JQ: The paper by Swallow et al that tracked regional epidemics using weighted Principal Component Analysis (PCA) was very inspiring. PCA is an unsupervised machine learning method you have taught us in first year statistics, and I was aware of its application on time series data, especially in finance. However, this paper was the first time I saw how spatial and temporal information are used in PCA – not as columns in data, but as weighted matrices. And how this can be used to identify a proxy for epidemic status. It was interesting to see that the results suggested hospitalisations were the epidemic metrics across the nations – this is in line with the policy changes (e.g. starting or stopping lockdowns) that were influenced by a change (e.g. increase or decrease) of hospitalisations.
(JPG to DB) And you Dan have been studying mathematical biology last term, including simple SEIR models. Was there a specific aspect of mathematics applied to epidemiological modelling that you enjoyed within the special issue?
DB: Yes, simple SEIR models and the behaviour of their solutions is something I covered in my second year. What really surprised me while reading the special issue is how often such models occur in epidemiological modelling. One of the papers that really stood out for me was the one by Campillo-Funollet et al. When studying SEIR models in my degree, I often wondered how the initial data was gathered and how the parameters were estimated, and this paper did a great job of explaining how both are difficult with the model. The observational model set out in the paper, while being more difficult to study the solutions of, seems to be a good step forward in addressing some of the drawbacks of the SEIR model.

----------

Please reproduce the entire interview excerpt about the epidemiology special issue word for word. You can ignore the material after this point.

--- Data section ---
----------

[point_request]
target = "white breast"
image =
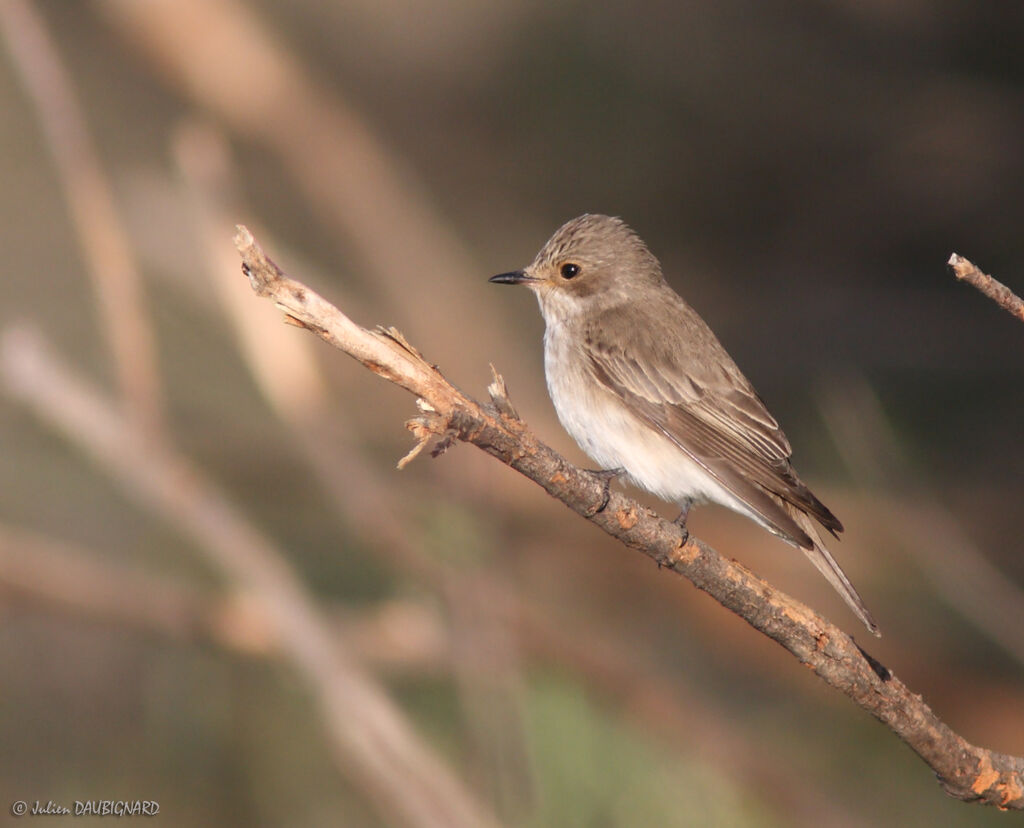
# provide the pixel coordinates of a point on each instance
(615, 438)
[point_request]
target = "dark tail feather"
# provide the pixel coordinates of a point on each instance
(826, 565)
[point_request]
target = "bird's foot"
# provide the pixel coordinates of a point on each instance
(605, 476)
(680, 521)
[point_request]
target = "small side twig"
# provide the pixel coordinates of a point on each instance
(994, 290)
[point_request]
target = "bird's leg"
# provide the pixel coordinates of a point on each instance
(681, 520)
(606, 476)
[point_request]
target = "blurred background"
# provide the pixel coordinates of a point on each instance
(216, 590)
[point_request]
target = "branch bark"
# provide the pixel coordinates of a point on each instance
(968, 271)
(965, 771)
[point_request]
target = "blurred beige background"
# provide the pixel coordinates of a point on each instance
(217, 592)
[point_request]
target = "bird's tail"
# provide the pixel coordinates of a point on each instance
(825, 564)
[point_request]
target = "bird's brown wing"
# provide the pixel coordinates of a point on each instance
(708, 408)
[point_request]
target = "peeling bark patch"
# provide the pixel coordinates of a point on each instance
(1012, 792)
(987, 776)
(628, 518)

----------

--- Output for this exercise ---
JQ: The paper by Swallow et al that tracked regional epidemics using weighted Principal Component Analysis (PCA) was very inspiring. PCA is an unsupervised machine learning method you have taught us in first year statistics, and I was aware of its application on time series data, especially in finance. However, this paper was the first time I saw how spatial and temporal information are used in PCA – not as columns in data, but as weighted matrices. And how this can be used to identify a proxy for epidemic status. It was interesting to see that the results suggested hospitalisations were the epidemic metrics across the nations – this is in line with the policy changes (e.g. starting or stopping lockdowns) that were influenced by a change (e.g. increase or decrease) of hospitalisations.
(JPG to DB) And you Dan have been studying mathematical biology last term, including simple SEIR models. Was there a specific aspect of mathematics applied to epidemiological modelling that you enjoyed within the special issue?
DB: Yes, simple SEIR models and the behaviour of their solutions is something I covered in my second year. What really surprised me while reading the special issue is how often such models occur in epidemiological modelling. One of the papers that really stood out for me was the one by Campillo-Funollet et al. When studying SEIR models in my degree, I often wondered how the initial data was gathered and how the parameters were estimated, and this paper did a great job of explaining how both are difficult with the model. The observational model set out in the paper, while being more difficult to study the solutions of, seems to be a good step forward in addressing some of the drawbacks of the SEIR model.